══ RECORDS SUPPLIED

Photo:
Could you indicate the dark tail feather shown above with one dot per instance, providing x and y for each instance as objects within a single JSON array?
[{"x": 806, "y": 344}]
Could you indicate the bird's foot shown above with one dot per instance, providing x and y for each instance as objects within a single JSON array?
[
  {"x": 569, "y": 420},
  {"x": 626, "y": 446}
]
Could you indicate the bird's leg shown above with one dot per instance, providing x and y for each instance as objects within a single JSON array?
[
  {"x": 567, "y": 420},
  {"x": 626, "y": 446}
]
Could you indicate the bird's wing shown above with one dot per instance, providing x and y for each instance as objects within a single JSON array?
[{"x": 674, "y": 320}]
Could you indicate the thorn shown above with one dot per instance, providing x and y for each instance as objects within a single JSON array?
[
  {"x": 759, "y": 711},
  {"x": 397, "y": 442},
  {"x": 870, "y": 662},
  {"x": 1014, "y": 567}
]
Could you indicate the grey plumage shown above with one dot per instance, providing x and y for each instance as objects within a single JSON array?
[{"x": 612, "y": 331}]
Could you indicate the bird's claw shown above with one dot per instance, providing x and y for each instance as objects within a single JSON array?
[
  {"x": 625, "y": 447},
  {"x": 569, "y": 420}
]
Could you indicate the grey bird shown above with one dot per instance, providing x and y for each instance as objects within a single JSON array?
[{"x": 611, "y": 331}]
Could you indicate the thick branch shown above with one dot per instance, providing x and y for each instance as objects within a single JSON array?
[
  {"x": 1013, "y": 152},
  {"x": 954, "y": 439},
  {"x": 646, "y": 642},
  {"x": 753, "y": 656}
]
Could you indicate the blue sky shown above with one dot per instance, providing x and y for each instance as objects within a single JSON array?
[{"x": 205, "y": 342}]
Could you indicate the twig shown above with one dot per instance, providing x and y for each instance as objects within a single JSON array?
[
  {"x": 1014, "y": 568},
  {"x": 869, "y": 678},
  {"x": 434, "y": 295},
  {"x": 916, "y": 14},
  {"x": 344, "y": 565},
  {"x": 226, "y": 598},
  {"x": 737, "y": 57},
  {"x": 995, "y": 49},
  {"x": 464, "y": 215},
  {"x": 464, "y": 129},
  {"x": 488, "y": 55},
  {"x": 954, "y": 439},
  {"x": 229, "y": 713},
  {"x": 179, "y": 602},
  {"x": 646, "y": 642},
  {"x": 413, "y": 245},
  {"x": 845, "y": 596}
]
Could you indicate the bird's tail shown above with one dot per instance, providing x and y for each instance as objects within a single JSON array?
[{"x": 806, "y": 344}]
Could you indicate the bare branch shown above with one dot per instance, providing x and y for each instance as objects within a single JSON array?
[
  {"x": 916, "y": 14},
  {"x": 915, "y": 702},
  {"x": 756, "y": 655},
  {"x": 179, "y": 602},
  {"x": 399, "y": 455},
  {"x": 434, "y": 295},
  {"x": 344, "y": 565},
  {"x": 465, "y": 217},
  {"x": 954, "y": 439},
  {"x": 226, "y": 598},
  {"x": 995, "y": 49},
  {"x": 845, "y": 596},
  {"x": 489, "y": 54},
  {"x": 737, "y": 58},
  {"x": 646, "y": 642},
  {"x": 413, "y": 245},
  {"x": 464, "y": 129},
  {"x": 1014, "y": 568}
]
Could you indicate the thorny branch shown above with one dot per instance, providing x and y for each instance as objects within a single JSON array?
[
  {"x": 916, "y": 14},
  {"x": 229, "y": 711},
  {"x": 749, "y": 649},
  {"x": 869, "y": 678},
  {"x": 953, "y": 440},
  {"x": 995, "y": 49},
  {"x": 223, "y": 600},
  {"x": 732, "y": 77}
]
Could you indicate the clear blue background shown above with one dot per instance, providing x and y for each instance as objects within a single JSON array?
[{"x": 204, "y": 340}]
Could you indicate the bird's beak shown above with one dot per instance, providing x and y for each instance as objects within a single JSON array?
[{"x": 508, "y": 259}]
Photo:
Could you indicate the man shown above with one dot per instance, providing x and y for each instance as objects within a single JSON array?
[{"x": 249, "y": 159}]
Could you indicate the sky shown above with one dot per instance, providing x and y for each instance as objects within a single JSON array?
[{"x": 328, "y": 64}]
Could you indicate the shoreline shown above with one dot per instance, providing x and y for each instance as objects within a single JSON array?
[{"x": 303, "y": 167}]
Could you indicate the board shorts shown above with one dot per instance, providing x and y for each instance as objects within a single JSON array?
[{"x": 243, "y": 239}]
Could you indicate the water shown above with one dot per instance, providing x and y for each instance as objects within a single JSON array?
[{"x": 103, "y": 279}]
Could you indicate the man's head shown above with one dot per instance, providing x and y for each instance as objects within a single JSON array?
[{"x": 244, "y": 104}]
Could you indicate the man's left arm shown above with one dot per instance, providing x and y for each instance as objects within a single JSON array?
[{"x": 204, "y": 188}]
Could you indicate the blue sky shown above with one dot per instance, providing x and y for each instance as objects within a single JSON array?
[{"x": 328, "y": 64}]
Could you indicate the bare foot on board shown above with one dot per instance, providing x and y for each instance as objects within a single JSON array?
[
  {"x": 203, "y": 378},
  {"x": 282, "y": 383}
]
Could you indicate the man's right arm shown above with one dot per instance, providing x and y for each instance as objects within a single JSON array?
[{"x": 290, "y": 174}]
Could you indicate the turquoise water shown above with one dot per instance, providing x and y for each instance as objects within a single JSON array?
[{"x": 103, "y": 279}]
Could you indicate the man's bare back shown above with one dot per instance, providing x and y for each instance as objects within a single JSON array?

════

**TASK TO COMPLETE**
Repeat all of the material above word for word, changing nothing.

**FINAL RESULT**
Photo:
Could you indicate the dark tail feather shown above with one dot per instance, providing x and y for each instance as objects within a single JSON array?
[{"x": 806, "y": 344}]
Could you indicate the bird's foot shown above with one dot per instance, providing x and y for each instance as objects within a single JSON array?
[
  {"x": 569, "y": 420},
  {"x": 626, "y": 446}
]
Could you indicate the bird's leg shown above with one dot per instance, providing x and y for each instance as objects within a single JSON array?
[
  {"x": 567, "y": 420},
  {"x": 626, "y": 446}
]
Could you indicate the bird's wing shown above with one dot per instance, providing x and y for each instance as objects within a single JSON array?
[{"x": 674, "y": 320}]
Could you indicate the thorn shown above with one dot per instance, providing x and y for each instance as objects within a single JSON array?
[
  {"x": 759, "y": 711},
  {"x": 397, "y": 442},
  {"x": 870, "y": 662},
  {"x": 1014, "y": 567}
]
Could you indicate the grey plumage shown above with one dot per instance, providing x and y for each instance as objects within a single JSON array?
[{"x": 612, "y": 331}]
Could you indicate the bird's claw shown above with one dot per instance, providing x and y for each instance as objects within a single JSON array?
[
  {"x": 625, "y": 447},
  {"x": 569, "y": 420}
]
Could you indicate the grey bird shown above with one dot per instance, providing x and y for each instance as objects within a single JSON array?
[{"x": 611, "y": 331}]
Could you indicate the thick branch shown above with one dot per instance, providing x and y for each instance as objects within a single JSON array?
[
  {"x": 1013, "y": 152},
  {"x": 954, "y": 439},
  {"x": 646, "y": 642},
  {"x": 753, "y": 656}
]
Could you indicate the blue sky shown above with one dot per instance, providing x and y for each instance as objects within a single JSON array?
[{"x": 205, "y": 342}]
Could you indicate the twig shown above with one dot per instance, providing x and y for each instance as objects within a single JSON array?
[
  {"x": 1014, "y": 568},
  {"x": 869, "y": 678},
  {"x": 434, "y": 295},
  {"x": 916, "y": 14},
  {"x": 344, "y": 565},
  {"x": 226, "y": 598},
  {"x": 737, "y": 57},
  {"x": 995, "y": 49},
  {"x": 464, "y": 215},
  {"x": 464, "y": 129},
  {"x": 488, "y": 55},
  {"x": 954, "y": 439},
  {"x": 229, "y": 713},
  {"x": 179, "y": 602},
  {"x": 646, "y": 642},
  {"x": 413, "y": 245},
  {"x": 845, "y": 596}
]
Could you indicate the bird's tail shown above with one dot per instance, providing x and y for each instance as objects within a single JSON array?
[{"x": 806, "y": 344}]
Could you indicate the bare branch shown above with one dot per instance, providing x and y for each instance as objects within a single JSON array?
[
  {"x": 916, "y": 14},
  {"x": 915, "y": 702},
  {"x": 756, "y": 655},
  {"x": 179, "y": 602},
  {"x": 399, "y": 455},
  {"x": 434, "y": 295},
  {"x": 344, "y": 565},
  {"x": 465, "y": 217},
  {"x": 954, "y": 439},
  {"x": 226, "y": 598},
  {"x": 995, "y": 49},
  {"x": 845, "y": 596},
  {"x": 489, "y": 54},
  {"x": 737, "y": 58},
  {"x": 646, "y": 642},
  {"x": 413, "y": 245},
  {"x": 464, "y": 129},
  {"x": 1014, "y": 568}
]
Could you indicate the thorny branch shown above with one dot per instance, providing x and y for each instance as objects within a single JSON array?
[
  {"x": 916, "y": 14},
  {"x": 229, "y": 711},
  {"x": 749, "y": 649},
  {"x": 869, "y": 678},
  {"x": 953, "y": 440},
  {"x": 995, "y": 49},
  {"x": 223, "y": 600},
  {"x": 732, "y": 77}
]
Could you indicate the clear blue background shown above with one dot per instance, providing x and y for each instance as objects within a single JSON array?
[{"x": 204, "y": 340}]
Could you indicate the bird's beak shown above with one dot per instance, providing x and y for each instance as objects within a single JSON array?
[{"x": 508, "y": 259}]
Photo:
Could you indicate the man shown above with one dot per instance, providing x and y for each instance as objects within a single JSON array?
[{"x": 249, "y": 159}]
Could you indicate the sky shown above with one dot per instance, providing x and y for each instance as objects within a single JSON array?
[{"x": 328, "y": 64}]
Could you indicate the shoreline shown above with one dot per instance, providing x and y for each instance as objects within a single JSON array?
[{"x": 303, "y": 167}]
Could you indicate the board shorts shown above with one dot per instance, providing x and y for each instance as objects within a single JSON array?
[{"x": 243, "y": 239}]
Could you indicate the water shown above with one dot per instance, providing x and y for each instance as objects within a single JSON array?
[{"x": 103, "y": 279}]
Could you indicate the man's head shown above with one dot per instance, providing x and y for each instance as objects within a single JSON array?
[{"x": 244, "y": 104}]
Could you indicate the man's left arm shown above with one dot per instance, providing x and y for each instance as objects within a single JSON array?
[{"x": 204, "y": 188}]
Could you indicate the blue sky shown above with one dot per instance, providing x and y for each instance as objects within a single JSON array?
[{"x": 328, "y": 64}]
Could you indicate the bare foot on board shown above with one dot per instance, providing x and y for each instance as objects within a single JSON array?
[
  {"x": 203, "y": 378},
  {"x": 282, "y": 383}
]
Could you indicate the man's right arm shown above with one dot per instance, providing x and y for each instance as objects within a single JSON array?
[{"x": 290, "y": 174}]
Could you indicate the turquoise water shown above with one dot per instance, providing x and y for each instance as objects within a single JSON array?
[{"x": 103, "y": 279}]
Could you indicate the man's bare back shown above with one dot per instance, providing x and y for each instance as objects within a single JSON array?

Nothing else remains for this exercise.